The lines to be extracted begin at the line containing "of the eyelash" and end at the last line of the data below; copy them exactly and leave out the pictures.

— START PROVIDED RECORDS —

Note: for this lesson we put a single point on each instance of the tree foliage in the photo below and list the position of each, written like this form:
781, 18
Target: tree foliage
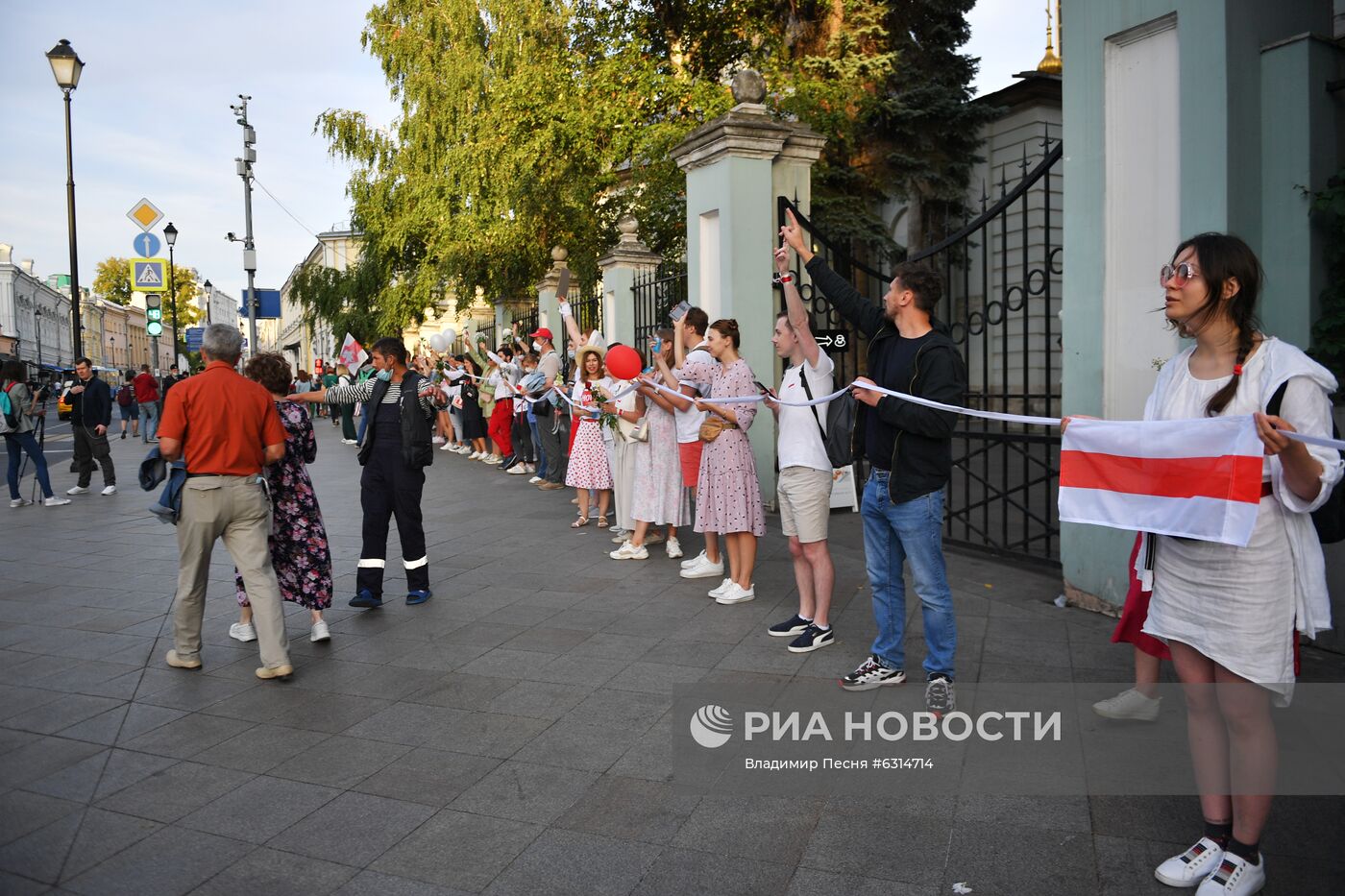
526, 124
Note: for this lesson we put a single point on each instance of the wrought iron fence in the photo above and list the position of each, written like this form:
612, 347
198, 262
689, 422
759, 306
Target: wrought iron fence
656, 291
1001, 302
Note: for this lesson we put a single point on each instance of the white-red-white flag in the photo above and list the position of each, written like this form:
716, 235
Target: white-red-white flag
353, 354
1189, 478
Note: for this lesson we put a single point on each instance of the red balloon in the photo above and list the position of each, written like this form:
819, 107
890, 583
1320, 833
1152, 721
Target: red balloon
623, 362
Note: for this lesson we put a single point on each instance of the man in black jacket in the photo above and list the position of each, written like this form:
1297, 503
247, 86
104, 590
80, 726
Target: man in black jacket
90, 415
910, 449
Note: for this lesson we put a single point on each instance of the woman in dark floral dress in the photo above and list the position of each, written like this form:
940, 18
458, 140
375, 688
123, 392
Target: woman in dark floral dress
299, 547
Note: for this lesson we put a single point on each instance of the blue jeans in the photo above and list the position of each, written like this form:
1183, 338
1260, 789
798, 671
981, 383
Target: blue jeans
892, 536
24, 442
148, 420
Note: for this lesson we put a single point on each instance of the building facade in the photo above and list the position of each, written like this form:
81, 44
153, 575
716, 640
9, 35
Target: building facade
37, 315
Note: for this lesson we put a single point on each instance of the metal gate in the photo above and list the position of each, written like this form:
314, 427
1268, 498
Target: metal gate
1001, 303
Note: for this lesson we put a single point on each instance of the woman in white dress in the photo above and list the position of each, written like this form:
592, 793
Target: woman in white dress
1227, 613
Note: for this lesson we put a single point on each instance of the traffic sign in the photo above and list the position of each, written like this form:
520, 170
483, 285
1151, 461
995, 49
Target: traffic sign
145, 214
145, 244
150, 275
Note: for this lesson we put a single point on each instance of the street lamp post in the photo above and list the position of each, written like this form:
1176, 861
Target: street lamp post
66, 67
171, 237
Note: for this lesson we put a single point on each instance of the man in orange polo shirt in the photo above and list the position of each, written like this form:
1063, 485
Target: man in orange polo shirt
228, 429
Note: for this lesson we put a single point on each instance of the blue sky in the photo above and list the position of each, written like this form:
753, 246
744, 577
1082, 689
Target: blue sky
151, 118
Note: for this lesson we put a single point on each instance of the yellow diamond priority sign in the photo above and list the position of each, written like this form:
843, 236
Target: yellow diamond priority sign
145, 214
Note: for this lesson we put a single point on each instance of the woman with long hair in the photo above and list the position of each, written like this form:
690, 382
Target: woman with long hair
20, 440
299, 549
1230, 614
589, 467
729, 496
656, 496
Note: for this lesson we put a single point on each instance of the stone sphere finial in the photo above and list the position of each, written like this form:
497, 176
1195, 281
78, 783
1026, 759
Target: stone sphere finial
748, 86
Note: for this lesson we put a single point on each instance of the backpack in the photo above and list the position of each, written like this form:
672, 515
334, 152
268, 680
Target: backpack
1329, 519
836, 436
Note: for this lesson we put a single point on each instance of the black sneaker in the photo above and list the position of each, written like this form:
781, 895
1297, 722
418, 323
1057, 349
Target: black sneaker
811, 640
871, 674
939, 695
795, 624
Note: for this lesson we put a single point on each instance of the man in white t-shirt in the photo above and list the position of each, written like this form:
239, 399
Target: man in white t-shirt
803, 486
692, 376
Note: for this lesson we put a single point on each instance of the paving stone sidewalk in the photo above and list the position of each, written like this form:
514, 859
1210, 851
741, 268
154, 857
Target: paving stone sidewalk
513, 735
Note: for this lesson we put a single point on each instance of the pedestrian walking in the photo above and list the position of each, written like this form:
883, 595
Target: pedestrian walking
803, 487
299, 550
226, 428
147, 400
19, 439
910, 451
1230, 614
400, 408
130, 412
90, 416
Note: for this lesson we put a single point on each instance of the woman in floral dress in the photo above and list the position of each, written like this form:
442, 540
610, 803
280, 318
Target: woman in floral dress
299, 547
588, 458
728, 499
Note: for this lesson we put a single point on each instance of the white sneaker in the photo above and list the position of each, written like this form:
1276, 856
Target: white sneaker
629, 552
736, 594
242, 631
702, 568
1129, 704
1235, 876
1189, 868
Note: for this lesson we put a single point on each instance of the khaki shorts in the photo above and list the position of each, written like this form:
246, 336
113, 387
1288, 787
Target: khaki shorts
804, 496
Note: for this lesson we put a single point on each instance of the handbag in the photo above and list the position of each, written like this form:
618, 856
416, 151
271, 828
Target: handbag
713, 425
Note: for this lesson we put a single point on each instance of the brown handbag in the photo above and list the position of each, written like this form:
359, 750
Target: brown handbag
713, 425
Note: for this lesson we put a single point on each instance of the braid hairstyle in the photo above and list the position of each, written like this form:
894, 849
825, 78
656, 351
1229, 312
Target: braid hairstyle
1223, 257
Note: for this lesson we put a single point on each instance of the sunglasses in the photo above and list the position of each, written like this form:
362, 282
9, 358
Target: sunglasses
1179, 275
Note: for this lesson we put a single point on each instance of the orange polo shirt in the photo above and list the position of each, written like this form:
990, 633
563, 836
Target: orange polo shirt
225, 422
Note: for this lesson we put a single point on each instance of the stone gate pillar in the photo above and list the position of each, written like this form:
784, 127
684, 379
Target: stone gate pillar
619, 267
735, 167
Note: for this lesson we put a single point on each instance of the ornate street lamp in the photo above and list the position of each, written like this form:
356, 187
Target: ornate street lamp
171, 237
66, 66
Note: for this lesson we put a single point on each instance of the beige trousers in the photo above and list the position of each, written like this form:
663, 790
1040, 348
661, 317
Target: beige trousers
237, 510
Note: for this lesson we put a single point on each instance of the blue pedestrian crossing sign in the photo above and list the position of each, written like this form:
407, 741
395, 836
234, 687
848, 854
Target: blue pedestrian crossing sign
145, 245
150, 275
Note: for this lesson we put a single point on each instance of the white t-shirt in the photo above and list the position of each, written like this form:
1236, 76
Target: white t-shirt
697, 370
800, 440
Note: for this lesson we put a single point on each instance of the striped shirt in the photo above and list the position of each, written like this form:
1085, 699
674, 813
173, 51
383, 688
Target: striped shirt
362, 392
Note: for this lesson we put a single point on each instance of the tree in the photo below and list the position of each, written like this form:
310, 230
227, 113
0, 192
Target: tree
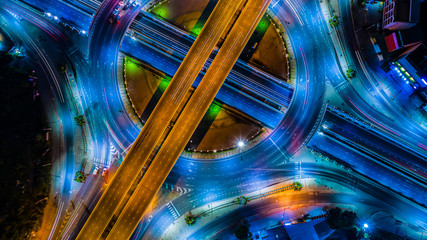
337, 219
80, 177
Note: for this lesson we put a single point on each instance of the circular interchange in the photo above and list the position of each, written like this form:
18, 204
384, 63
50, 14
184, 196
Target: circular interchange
223, 129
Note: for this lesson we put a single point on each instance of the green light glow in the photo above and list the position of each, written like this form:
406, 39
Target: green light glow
162, 11
130, 66
196, 30
263, 24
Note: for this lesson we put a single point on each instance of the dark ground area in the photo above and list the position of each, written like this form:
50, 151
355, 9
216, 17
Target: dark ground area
24, 151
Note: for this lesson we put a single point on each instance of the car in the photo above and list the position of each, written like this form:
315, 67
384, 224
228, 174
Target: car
96, 170
105, 172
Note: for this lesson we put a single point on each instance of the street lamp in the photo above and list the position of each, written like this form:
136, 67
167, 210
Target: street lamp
240, 144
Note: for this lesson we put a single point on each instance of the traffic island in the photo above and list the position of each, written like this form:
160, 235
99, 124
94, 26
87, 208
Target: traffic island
220, 127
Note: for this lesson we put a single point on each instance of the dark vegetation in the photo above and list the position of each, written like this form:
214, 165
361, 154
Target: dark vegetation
24, 152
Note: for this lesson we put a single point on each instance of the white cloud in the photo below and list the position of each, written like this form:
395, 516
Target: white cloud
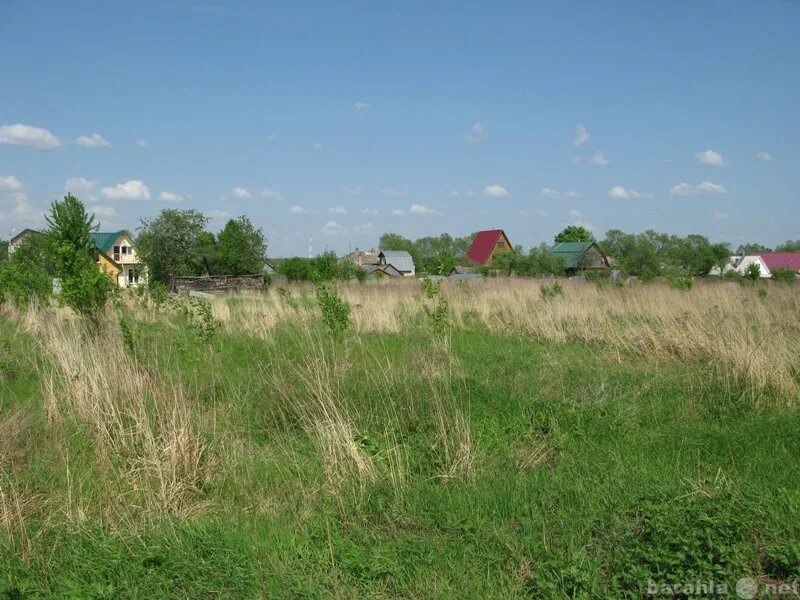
593, 159
79, 184
495, 191
24, 210
536, 212
710, 159
104, 211
170, 197
477, 134
705, 187
93, 141
581, 136
27, 135
271, 194
553, 193
10, 183
419, 209
332, 228
625, 194
353, 190
765, 156
130, 190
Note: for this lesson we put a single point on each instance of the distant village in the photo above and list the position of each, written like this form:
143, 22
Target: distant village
489, 252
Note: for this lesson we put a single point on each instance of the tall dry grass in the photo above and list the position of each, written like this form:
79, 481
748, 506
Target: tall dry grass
147, 453
739, 333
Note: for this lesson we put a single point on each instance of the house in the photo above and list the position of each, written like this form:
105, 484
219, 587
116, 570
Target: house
363, 257
789, 261
488, 244
116, 255
766, 262
18, 239
579, 256
380, 271
399, 259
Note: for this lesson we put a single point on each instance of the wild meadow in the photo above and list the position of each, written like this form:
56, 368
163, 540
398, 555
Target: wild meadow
506, 438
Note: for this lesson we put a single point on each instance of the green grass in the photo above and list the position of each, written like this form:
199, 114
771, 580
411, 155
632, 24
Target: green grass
644, 471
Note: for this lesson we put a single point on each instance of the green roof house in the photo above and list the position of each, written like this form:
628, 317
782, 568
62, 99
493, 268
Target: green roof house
117, 256
578, 256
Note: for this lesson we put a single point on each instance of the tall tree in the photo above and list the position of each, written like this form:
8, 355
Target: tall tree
241, 248
68, 236
574, 233
84, 288
169, 244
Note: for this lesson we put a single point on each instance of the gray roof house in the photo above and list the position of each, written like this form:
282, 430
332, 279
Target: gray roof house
399, 259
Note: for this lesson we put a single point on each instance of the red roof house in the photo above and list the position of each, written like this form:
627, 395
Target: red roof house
781, 260
487, 244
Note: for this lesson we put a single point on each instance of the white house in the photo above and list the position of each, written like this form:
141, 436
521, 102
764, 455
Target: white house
400, 260
740, 264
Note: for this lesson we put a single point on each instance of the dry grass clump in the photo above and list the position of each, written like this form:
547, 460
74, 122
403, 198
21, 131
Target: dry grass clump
743, 335
150, 459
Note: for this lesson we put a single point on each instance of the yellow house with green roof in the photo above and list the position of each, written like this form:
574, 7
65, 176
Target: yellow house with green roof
116, 255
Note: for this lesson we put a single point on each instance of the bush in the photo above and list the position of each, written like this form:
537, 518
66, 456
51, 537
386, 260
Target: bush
435, 307
87, 292
22, 281
784, 275
550, 291
680, 281
335, 311
753, 272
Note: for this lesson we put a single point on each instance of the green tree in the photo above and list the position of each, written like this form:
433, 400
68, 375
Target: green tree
241, 248
169, 243
84, 288
295, 269
574, 233
70, 246
24, 277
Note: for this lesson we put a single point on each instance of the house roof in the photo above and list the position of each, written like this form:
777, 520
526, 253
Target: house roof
781, 260
572, 252
399, 259
104, 240
385, 269
483, 244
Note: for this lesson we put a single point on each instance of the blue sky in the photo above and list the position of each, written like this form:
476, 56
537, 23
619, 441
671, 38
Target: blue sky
341, 121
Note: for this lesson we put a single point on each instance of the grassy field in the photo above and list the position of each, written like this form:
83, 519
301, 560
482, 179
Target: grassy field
524, 443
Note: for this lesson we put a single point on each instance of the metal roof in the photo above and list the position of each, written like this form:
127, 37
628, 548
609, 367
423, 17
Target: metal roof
571, 252
104, 241
399, 259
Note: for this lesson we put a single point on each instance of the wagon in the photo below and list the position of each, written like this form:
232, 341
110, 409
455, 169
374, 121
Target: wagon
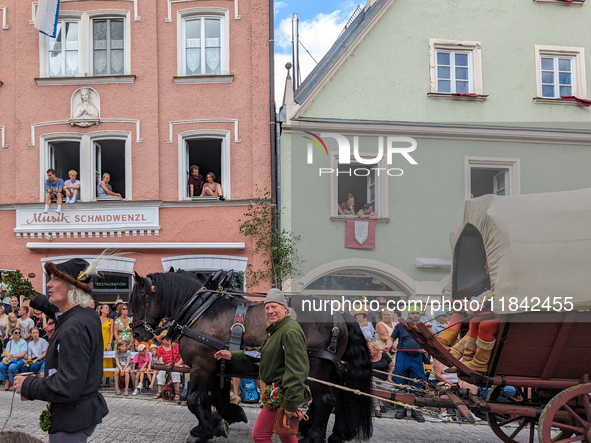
538, 251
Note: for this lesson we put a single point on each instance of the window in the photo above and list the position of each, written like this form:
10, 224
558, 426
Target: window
366, 183
62, 51
498, 176
456, 68
87, 45
210, 152
108, 53
453, 72
91, 156
202, 45
560, 73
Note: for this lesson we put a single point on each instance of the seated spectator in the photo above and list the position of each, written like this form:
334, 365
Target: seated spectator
122, 365
72, 187
13, 306
14, 358
380, 361
37, 350
154, 361
104, 189
168, 354
141, 363
54, 187
195, 182
11, 324
3, 321
26, 323
366, 328
348, 207
367, 212
211, 188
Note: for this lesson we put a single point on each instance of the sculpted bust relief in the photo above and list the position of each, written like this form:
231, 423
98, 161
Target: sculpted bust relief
84, 111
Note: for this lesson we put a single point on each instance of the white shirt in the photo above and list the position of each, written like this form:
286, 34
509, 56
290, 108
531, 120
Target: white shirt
37, 349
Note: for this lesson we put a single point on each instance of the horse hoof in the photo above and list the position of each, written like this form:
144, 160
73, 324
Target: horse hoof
223, 429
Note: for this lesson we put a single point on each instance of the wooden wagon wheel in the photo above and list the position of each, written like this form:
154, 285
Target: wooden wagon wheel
569, 411
522, 429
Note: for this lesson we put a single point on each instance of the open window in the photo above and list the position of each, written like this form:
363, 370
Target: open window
210, 152
495, 176
63, 157
110, 158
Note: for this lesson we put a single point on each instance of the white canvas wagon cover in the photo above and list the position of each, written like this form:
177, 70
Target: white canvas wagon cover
537, 245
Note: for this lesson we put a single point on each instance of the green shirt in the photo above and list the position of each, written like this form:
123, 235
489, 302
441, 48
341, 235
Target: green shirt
284, 361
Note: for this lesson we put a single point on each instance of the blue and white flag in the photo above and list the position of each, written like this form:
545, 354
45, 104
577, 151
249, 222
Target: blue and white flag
46, 18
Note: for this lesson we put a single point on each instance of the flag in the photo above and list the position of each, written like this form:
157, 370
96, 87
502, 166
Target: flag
46, 18
360, 234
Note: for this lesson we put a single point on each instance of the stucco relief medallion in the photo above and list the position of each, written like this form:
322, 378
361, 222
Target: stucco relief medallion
85, 107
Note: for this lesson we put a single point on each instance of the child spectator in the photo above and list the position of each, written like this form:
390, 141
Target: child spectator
37, 350
141, 363
122, 364
72, 187
154, 356
54, 187
195, 181
11, 324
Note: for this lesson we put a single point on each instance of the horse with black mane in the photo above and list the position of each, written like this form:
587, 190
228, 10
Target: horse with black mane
168, 295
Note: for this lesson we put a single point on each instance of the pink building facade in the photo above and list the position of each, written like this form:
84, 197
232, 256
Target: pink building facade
141, 90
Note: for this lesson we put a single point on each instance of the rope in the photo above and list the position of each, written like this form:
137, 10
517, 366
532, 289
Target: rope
11, 405
416, 380
358, 392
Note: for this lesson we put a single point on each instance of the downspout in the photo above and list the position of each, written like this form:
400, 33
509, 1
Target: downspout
272, 124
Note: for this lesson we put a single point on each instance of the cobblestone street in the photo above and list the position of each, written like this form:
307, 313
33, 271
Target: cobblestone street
141, 419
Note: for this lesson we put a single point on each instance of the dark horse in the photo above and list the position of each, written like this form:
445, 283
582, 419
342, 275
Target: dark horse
162, 295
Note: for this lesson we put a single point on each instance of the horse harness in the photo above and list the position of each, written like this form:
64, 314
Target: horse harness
201, 301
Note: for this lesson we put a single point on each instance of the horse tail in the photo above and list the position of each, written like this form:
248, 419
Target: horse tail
355, 410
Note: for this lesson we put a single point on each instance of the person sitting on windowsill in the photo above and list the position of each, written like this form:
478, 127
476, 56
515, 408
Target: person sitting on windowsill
72, 187
348, 207
195, 181
104, 189
211, 188
367, 212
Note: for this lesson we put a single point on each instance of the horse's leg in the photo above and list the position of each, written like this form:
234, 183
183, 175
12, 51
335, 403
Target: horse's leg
322, 405
221, 400
199, 403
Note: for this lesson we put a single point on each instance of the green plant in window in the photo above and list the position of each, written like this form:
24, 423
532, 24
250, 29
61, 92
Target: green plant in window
278, 247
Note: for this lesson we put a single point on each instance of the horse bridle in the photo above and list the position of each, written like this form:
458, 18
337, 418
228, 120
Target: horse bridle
146, 294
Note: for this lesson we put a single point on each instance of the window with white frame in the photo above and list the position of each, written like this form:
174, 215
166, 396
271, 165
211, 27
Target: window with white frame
209, 152
560, 72
456, 67
62, 51
453, 72
88, 44
202, 45
367, 184
497, 176
91, 158
108, 46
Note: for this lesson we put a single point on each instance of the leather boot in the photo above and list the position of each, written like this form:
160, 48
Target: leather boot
469, 350
400, 412
448, 337
482, 356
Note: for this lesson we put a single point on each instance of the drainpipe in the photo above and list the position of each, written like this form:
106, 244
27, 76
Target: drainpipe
272, 124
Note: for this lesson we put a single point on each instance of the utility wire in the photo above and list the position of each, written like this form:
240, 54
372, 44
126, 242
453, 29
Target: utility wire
308, 51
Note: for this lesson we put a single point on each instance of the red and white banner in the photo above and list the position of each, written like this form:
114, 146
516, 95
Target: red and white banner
361, 234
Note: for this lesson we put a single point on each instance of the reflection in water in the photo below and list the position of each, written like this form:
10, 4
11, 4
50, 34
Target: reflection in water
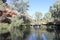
43, 37
33, 36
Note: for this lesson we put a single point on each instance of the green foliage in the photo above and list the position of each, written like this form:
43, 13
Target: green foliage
55, 10
38, 16
48, 17
43, 27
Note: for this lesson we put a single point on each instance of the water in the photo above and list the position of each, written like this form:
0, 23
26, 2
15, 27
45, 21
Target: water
33, 36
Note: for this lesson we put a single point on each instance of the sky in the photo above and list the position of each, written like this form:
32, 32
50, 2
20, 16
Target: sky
39, 5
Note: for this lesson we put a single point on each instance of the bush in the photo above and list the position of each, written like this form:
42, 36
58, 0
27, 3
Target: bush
43, 27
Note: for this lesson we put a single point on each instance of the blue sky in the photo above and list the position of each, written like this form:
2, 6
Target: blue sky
39, 5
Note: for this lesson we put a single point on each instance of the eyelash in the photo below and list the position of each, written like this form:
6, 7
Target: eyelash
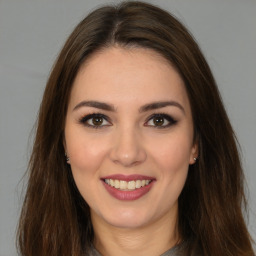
84, 120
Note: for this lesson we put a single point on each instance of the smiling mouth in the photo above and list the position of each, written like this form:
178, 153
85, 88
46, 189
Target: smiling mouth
127, 185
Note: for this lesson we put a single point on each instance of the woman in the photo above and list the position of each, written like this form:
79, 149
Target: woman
134, 153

— END PROVIDED RECORDS —

- TASK RESPONSE -
Note: for this lesson we put a single point on each instance of the eyelash in the photo below and list the position of each, written like this form:
6, 7
Target: eyelash
84, 120
Note: for this lesson we put a single point on each instance of the smiling mouth in the photo above and list the position of each, written like this form:
178, 153
85, 88
46, 189
Target: smiling mouth
127, 185
Note: for this lesson we put a single point on each instance of the woman in the photo above and list the position of each, written like this form:
79, 149
Target: woman
134, 153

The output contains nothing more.